### RECORDS TO PROCESS
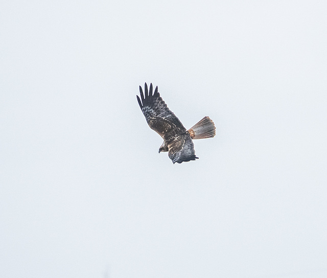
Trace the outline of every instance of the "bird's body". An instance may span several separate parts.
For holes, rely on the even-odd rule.
[[[139,107],[149,126],[164,139],[159,152],[168,152],[173,163],[181,163],[198,158],[195,155],[192,139],[209,138],[216,134],[216,127],[209,117],[204,117],[189,130],[183,126],[160,96],[157,86],[152,94],[152,84],[148,91],[145,85],[145,95],[139,86],[141,99],[136,96]]]

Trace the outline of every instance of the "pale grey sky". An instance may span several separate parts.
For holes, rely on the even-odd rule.
[[[0,276],[326,277],[326,12],[2,1]],[[214,120],[200,159],[158,154],[145,82]]]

### STATED PROBLEM
Format all of the material above as a JSON list of strings, one string per line, without blank lines or pictures.

### REPLY
[
  "Trace the outline of every instance of the \"bird's body\". An instance may span several separate parts.",
  "For holes, rely on the even-odd rule.",
  "[[[139,107],[149,126],[164,139],[159,152],[168,152],[173,163],[181,163],[198,158],[195,155],[192,139],[209,138],[216,134],[216,127],[209,117],[204,117],[189,130],[183,126],[160,96],[157,86],[152,94],[152,84],[148,91],[145,85],[145,95],[139,86],[141,99],[136,96]]]",
  "Trace the outline of every instance of the \"pale grey sky\". An instance may span several separate parts.",
  "For holes, rely on the even-odd rule.",
  "[[[0,276],[326,277],[326,12],[2,1]],[[214,120],[200,159],[158,154],[145,82]]]"
]